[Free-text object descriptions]
======

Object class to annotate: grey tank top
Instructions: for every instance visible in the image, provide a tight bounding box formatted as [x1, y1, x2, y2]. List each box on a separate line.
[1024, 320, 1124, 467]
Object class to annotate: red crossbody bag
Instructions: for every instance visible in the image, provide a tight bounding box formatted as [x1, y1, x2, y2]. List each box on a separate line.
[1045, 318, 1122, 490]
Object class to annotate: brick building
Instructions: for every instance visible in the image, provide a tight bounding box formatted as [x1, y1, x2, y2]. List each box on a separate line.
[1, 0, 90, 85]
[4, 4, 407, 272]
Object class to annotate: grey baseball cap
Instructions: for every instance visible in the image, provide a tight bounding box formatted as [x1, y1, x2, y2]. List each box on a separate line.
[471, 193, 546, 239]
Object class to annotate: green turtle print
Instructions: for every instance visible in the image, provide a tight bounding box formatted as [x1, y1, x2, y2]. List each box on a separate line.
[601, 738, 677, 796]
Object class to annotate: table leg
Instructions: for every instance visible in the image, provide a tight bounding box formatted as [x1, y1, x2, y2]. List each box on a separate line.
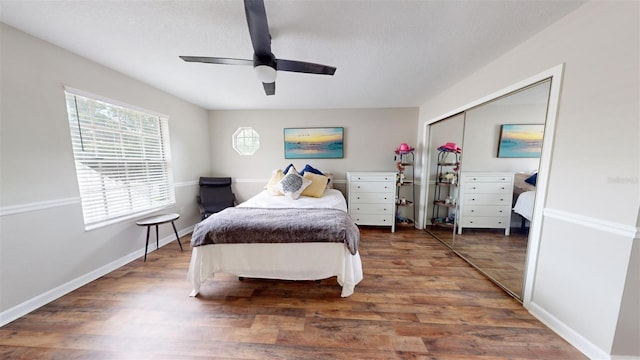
[171, 221, 183, 251]
[144, 226, 150, 262]
[155, 225, 159, 250]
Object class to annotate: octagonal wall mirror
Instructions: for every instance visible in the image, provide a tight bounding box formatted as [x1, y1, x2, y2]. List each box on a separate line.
[233, 127, 260, 155]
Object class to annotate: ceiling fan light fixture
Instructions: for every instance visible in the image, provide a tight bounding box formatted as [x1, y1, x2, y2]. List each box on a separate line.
[254, 64, 277, 83]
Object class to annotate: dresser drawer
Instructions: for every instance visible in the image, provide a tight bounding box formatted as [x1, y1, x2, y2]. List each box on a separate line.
[349, 174, 396, 182]
[350, 192, 394, 204]
[464, 182, 512, 194]
[461, 205, 511, 217]
[350, 181, 394, 193]
[463, 193, 511, 205]
[460, 216, 510, 228]
[463, 175, 512, 183]
[349, 203, 394, 215]
[350, 214, 394, 226]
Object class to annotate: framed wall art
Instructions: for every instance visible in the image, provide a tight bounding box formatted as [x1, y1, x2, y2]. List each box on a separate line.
[497, 124, 544, 158]
[284, 127, 344, 159]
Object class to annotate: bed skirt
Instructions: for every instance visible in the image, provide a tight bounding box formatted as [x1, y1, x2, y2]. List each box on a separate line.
[187, 242, 363, 297]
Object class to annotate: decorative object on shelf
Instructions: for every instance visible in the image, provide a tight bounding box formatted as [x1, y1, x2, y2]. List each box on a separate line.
[395, 142, 415, 154]
[443, 171, 457, 184]
[437, 142, 461, 153]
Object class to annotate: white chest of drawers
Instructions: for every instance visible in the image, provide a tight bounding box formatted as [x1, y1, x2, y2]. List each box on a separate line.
[347, 171, 397, 232]
[457, 172, 514, 236]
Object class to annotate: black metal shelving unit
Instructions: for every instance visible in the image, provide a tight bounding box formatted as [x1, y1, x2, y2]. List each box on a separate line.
[431, 150, 460, 228]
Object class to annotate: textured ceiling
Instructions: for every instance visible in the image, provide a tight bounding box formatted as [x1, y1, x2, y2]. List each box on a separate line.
[0, 0, 585, 110]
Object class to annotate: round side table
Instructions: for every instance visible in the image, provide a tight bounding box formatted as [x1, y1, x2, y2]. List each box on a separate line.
[136, 213, 183, 262]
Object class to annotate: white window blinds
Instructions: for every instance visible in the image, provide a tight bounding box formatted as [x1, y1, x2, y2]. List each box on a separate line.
[64, 90, 175, 228]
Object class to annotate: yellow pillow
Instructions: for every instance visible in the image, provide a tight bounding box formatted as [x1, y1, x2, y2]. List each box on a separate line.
[301, 172, 329, 198]
[265, 169, 285, 195]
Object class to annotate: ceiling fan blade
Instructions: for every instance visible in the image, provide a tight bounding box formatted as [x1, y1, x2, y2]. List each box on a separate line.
[276, 59, 336, 76]
[244, 0, 272, 56]
[262, 82, 275, 96]
[179, 56, 253, 66]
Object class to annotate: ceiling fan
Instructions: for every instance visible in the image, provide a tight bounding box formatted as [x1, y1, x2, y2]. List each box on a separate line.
[179, 0, 336, 96]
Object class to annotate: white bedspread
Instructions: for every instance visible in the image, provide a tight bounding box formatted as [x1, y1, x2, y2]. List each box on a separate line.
[187, 188, 363, 297]
[513, 190, 536, 221]
[239, 189, 348, 212]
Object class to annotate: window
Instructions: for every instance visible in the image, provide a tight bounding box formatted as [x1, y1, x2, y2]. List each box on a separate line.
[232, 127, 260, 155]
[64, 89, 175, 229]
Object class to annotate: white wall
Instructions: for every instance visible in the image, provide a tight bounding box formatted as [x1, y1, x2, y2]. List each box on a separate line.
[208, 108, 419, 203]
[462, 80, 550, 173]
[418, 2, 639, 358]
[0, 24, 211, 322]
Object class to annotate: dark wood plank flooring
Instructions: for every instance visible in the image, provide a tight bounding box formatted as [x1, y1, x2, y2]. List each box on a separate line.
[427, 226, 529, 298]
[0, 227, 585, 359]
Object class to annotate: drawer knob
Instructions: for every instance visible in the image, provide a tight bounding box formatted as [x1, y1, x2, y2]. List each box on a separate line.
[471, 210, 475, 212]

======

PROBLEM DESCRIPTION. Pictures are to be left out; the records above must be repeated word for word.

EXERCISE RESPONSE.
Object class to annotate: grey tank top
Instructions: for every instance visible in the image, provide a tight bounding box formatted as [x1, y1, x2, y2]. List each box on a separate line.
[1024, 320, 1124, 467]
Object class to annotate: red crossbody bag
Instructions: for every instance visible in the image, provide a tight bounding box formatted as [x1, y1, x2, y2]. List each box on a separate line.
[1045, 318, 1122, 490]
Object class to annotate: brick building
Instructions: for every instance visible in the image, provide a tight bounding box formatted as [x1, y1, x2, y2]. List each box on a separate line.
[1, 0, 90, 85]
[4, 4, 407, 272]
Object class to annotate: grey baseball cap
Instructions: for every instance visible in the image, provide a tight bounding box formatted as [x1, y1, x2, y2]. List each box on a separate line.
[471, 193, 546, 239]
Object class to annotate: green turtle print
Instructions: for every instance visible in the image, provide a tight bounding box formatted as [x1, y1, x2, y2]. List each box on a separate line.
[601, 738, 677, 796]
Object class to annotate: table leg
Instructions: for every instance visible in the image, provide a tight bounding box formatted as [x1, y1, x2, y2]. List each box on a separate line.
[171, 221, 183, 251]
[144, 226, 150, 262]
[155, 225, 159, 250]
Object class to annotate: octagonal wall mirror
Instructions: for every instance visible in the image, provide a tight bounding box formatted as [x1, y1, x2, y2]. List each box on a separate line.
[233, 127, 260, 155]
Object class to annotate: ceiling fan light fixture
Instructions: for every instance visible in the image, provide a tight bounding box formatted as [x1, y1, x2, y2]. List each box on a separate line.
[254, 64, 277, 83]
Object class to annotate: dresser drawer
Instructions: for every instance visible in the image, provide a tight bounding box formatted as [x1, y1, x2, y2]. List each box on a separate line.
[349, 174, 396, 182]
[350, 192, 394, 204]
[464, 182, 512, 194]
[461, 205, 511, 217]
[350, 181, 394, 193]
[463, 193, 511, 205]
[460, 216, 510, 228]
[463, 175, 512, 183]
[349, 203, 394, 215]
[350, 214, 394, 226]
Object class to annotate: framed wall art
Instructions: for every instance visible in the image, provide a tight bounding box formatted as [x1, y1, x2, y2]. List each box on a separate line.
[497, 124, 544, 158]
[284, 127, 344, 159]
Object class to annotate: bed skirt
Instructions: for every instance visible in the image, provide a tight bounding box formatted as [x1, y1, x2, y2]. List each box on a separate line.
[187, 242, 363, 297]
Object class to annotate: decorative object on shelf
Instructions: for every instance visible in the image, provide a tight bounding box formatted as [x1, y1, x2, y2]. List each box on a separate line.
[395, 142, 415, 154]
[443, 171, 457, 184]
[437, 142, 461, 153]
Object class to annotate: white chest of drawers
Instructions: for every instance visible in the image, provide a tight bounding box formatted as [x1, y1, x2, y2]. List each box on a separate line.
[347, 171, 397, 232]
[457, 172, 514, 236]
Object class to annotate: black metal shelving unit
Instructions: for every instance visible in the image, provide a tight bounding box formatted as [x1, y1, x2, y2]. List each box on a separate line.
[431, 150, 460, 228]
Object class to annotate: textured ceiling
Instructions: for every instance visible in the image, provide a tight bounding box formatted as [x1, y1, x2, y2]. List each box on a separate line.
[0, 0, 585, 110]
Object class to annotate: round side table
Instructions: for every instance visible in the image, provide a tight bounding box formatted as [x1, y1, x2, y2]. List each box on a separate line.
[136, 213, 183, 262]
Object class to annotate: white window blinds
Instructions: for every instance visible in the image, provide a tight bounding box formatted as [x1, y1, x2, y2]. List each box on a separate line.
[64, 90, 175, 228]
Object class to annotate: yellow pillow
Instructions: for every instance visible in the image, provide a tight bounding box formatted as [x1, y1, x2, y2]. List each box on a separate line.
[301, 172, 329, 198]
[265, 169, 285, 195]
Object class to annotate: ceiling fan blade
Instructions: for every instance visible in the image, provide a tight bounding box formatted as [x1, y1, x2, y2]. List each box on a separate line.
[276, 59, 336, 76]
[244, 0, 272, 56]
[262, 82, 275, 96]
[179, 56, 253, 66]
Object class to annotate: ceiling fan
Instructions: for every instance visible in the image, provide a tight bounding box formatted as [x1, y1, x2, y2]. List each box on a separate line.
[179, 0, 336, 96]
Object class to annotate: white bedspread
Instructions: for every instance visible in the image, provide a tight bounding box formatted as [x1, y1, x2, y2]. List each box on a separate line.
[187, 188, 363, 297]
[513, 190, 536, 221]
[239, 189, 348, 212]
Object class to annotate: window
Instructions: for every instance visible in the image, provide a tight bounding box formatted as [x1, y1, x2, y2]. List each box on a separate line.
[232, 127, 260, 155]
[64, 89, 175, 229]
Object class to annotate: white wall
Instructions: for every instance visible in the image, provide a tight bounding box formatted as [x1, y1, x2, y2]. List each box on a separate line.
[208, 108, 419, 203]
[462, 80, 550, 173]
[418, 2, 639, 358]
[0, 24, 211, 322]
Object class to annotate: dark wood plank flooring
Instructions: for every instance visible in the image, provide a tight bounding box formatted as [x1, y1, x2, y2]. List each box on a separate line.
[427, 226, 529, 298]
[0, 227, 585, 359]
Object class to annotate: drawer knob
Instructions: for every instance visible in the image, provide a tight bounding box formatted as [x1, y1, x2, y2]. List each box on a separate line.
[471, 210, 475, 212]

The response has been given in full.